Provided material:
========

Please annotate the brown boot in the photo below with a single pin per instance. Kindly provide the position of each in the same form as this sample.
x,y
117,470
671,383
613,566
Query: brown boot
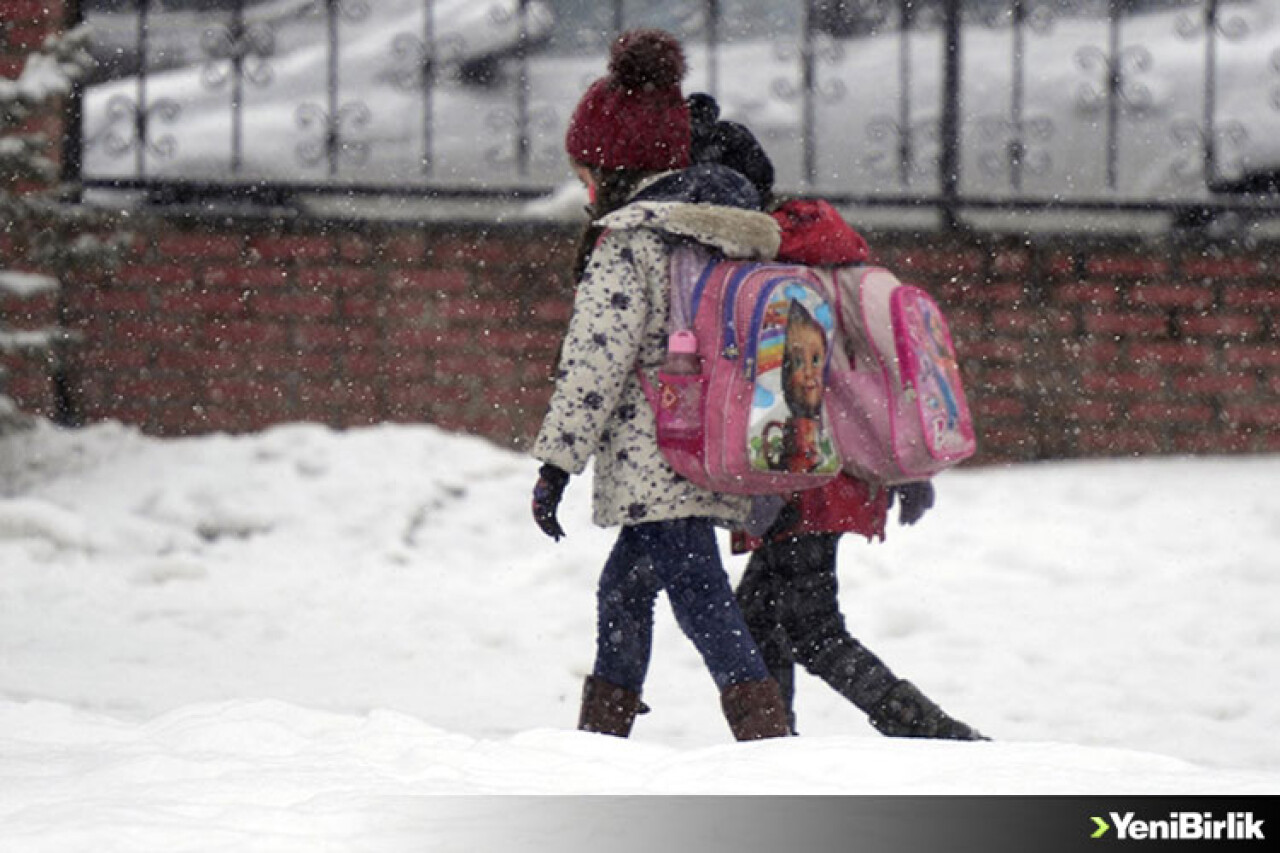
x,y
607,708
755,710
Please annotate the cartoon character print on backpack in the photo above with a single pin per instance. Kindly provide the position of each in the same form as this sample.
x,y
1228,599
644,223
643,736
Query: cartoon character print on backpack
x,y
928,357
787,427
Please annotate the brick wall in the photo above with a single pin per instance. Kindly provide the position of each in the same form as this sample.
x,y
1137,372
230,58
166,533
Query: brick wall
x,y
28,375
215,327
1072,346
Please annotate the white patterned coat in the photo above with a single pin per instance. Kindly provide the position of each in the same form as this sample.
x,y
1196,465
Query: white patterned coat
x,y
620,320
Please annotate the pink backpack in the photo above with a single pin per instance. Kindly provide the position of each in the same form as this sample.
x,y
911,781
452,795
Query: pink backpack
x,y
741,401
895,397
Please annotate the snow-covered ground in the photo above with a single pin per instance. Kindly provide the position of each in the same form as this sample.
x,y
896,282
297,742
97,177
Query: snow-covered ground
x,y
293,641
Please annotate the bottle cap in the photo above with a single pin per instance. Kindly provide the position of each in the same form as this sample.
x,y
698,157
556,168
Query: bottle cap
x,y
682,341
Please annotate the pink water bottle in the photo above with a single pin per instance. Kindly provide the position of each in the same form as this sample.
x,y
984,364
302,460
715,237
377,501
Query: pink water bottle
x,y
681,387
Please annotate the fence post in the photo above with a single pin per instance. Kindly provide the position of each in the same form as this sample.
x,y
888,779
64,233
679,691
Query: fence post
x,y
949,129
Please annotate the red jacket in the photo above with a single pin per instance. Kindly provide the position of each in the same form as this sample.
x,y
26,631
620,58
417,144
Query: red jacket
x,y
814,233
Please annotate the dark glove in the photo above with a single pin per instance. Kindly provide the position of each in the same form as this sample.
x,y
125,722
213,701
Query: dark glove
x,y
547,495
914,498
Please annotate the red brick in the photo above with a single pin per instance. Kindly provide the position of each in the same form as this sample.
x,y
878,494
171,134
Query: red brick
x,y
1265,414
277,361
155,276
336,278
154,387
293,246
364,308
405,249
1161,413
1011,261
1189,296
355,249
1198,441
1014,320
993,406
248,333
199,246
202,302
1127,383
32,10
552,310
246,277
1060,264
1212,383
1171,354
1230,268
432,281
204,361
996,350
1252,297
1120,442
286,305
1086,293
469,309
1093,411
995,293
1124,324
1220,325
114,300
1127,265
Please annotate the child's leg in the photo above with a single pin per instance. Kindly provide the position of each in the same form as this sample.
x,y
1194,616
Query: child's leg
x,y
819,639
824,647
758,596
686,560
625,600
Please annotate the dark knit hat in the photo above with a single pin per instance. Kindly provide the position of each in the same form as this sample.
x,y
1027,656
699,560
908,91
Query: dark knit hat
x,y
727,144
635,117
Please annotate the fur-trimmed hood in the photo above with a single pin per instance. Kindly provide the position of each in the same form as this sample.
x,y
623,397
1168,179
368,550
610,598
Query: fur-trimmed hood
x,y
707,203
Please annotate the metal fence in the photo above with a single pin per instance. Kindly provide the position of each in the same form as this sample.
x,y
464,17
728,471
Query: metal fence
x,y
955,104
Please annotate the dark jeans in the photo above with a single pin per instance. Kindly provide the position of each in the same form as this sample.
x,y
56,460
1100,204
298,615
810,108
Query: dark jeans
x,y
682,559
789,598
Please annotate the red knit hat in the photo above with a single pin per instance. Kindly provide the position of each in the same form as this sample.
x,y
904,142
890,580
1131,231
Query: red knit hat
x,y
634,118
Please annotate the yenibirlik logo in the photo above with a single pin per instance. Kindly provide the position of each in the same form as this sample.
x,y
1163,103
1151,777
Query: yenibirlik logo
x,y
1180,826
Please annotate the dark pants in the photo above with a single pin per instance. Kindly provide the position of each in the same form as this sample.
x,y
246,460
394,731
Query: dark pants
x,y
682,559
789,598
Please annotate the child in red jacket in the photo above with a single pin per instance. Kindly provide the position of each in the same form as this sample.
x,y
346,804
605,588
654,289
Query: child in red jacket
x,y
789,589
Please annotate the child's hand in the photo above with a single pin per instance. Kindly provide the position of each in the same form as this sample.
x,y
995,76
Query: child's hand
x,y
547,497
914,500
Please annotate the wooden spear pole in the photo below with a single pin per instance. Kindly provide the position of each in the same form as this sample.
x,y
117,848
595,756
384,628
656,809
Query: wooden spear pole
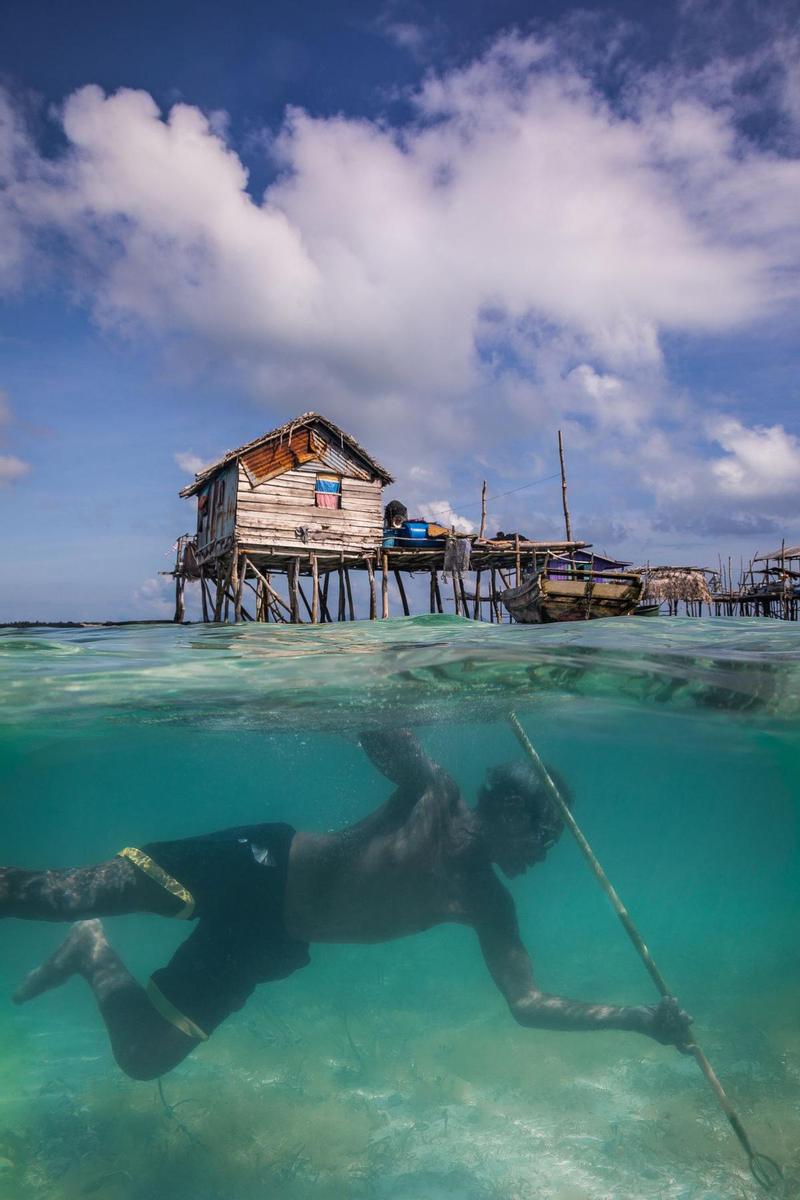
x,y
567,523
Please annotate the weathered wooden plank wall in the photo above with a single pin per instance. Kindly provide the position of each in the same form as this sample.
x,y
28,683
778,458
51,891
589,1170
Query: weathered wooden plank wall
x,y
271,513
216,515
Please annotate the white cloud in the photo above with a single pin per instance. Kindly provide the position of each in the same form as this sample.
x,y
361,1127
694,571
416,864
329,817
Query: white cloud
x,y
761,462
440,511
190,462
154,597
507,263
519,190
12,469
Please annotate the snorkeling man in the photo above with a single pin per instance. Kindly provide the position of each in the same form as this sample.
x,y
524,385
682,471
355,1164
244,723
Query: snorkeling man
x,y
262,893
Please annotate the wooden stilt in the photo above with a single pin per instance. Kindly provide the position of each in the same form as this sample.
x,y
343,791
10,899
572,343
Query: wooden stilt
x,y
304,598
398,580
476,607
371,576
236,583
270,589
220,597
204,597
326,582
437,592
495,603
384,586
294,599
232,598
180,606
567,523
349,594
314,589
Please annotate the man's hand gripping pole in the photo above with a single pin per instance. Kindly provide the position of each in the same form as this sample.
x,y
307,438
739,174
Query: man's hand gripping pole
x,y
764,1169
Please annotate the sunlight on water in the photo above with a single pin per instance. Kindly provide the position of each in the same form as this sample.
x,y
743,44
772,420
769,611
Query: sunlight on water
x,y
395,1072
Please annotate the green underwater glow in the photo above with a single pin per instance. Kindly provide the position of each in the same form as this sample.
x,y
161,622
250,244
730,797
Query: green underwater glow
x,y
395,1072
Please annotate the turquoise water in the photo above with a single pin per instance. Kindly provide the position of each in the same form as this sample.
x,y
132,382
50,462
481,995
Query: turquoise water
x,y
395,1072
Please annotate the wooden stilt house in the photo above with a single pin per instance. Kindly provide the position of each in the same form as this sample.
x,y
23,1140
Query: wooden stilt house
x,y
305,486
305,502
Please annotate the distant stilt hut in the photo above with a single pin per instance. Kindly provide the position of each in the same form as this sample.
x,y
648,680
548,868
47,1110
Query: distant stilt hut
x,y
304,498
284,520
675,585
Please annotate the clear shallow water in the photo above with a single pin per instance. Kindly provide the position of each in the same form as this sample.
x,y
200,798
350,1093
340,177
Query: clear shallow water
x,y
395,1072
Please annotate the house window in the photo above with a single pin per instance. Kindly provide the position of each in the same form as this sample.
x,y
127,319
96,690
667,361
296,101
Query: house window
x,y
328,492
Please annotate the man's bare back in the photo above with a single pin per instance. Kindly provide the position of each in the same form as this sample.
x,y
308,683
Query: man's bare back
x,y
422,858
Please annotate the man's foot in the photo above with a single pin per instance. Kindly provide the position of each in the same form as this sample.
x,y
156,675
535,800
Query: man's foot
x,y
80,945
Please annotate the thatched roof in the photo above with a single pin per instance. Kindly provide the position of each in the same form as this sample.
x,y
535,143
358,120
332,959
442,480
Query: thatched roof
x,y
284,431
781,552
663,583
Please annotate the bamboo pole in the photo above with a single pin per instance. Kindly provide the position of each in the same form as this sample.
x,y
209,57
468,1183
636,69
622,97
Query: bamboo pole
x,y
265,580
764,1169
437,592
384,586
476,609
398,580
373,600
323,599
567,523
304,598
464,607
294,600
236,583
349,594
204,598
314,589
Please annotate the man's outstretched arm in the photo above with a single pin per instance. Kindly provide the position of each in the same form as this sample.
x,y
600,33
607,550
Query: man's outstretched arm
x,y
397,755
511,969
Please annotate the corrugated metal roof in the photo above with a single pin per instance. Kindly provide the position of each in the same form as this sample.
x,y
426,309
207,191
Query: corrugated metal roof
x,y
288,429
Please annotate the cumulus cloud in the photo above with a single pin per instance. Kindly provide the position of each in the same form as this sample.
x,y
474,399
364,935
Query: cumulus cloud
x,y
511,258
518,189
441,513
154,597
12,468
761,462
190,462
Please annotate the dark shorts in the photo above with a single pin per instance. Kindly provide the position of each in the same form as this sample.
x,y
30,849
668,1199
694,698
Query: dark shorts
x,y
233,883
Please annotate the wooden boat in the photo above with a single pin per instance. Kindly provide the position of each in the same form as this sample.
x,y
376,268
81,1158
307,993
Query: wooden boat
x,y
649,609
572,591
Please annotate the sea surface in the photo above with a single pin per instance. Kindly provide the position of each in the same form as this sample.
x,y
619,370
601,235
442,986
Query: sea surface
x,y
395,1072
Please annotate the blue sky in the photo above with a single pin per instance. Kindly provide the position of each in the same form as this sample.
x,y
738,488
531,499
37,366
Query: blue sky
x,y
452,227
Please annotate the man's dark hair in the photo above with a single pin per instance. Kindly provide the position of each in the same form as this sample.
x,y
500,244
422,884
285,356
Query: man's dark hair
x,y
522,784
395,514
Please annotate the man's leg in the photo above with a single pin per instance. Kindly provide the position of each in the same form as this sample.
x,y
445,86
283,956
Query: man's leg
x,y
109,889
144,1044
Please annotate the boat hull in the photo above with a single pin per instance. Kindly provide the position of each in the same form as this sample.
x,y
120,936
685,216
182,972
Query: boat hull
x,y
543,599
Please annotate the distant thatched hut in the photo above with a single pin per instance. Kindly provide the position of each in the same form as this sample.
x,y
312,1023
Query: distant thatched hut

========

What this task involves: Go through the data and show each line that holds "below".

Response:
Please annotate the brown boot in the photo below with a single pin per instance. Kindly provide the position of each in the same form as this sample.
Please annotate the wooden spear pole in the photo below with a single pin per instance. Kindly provide the position of each in the same form as this sample.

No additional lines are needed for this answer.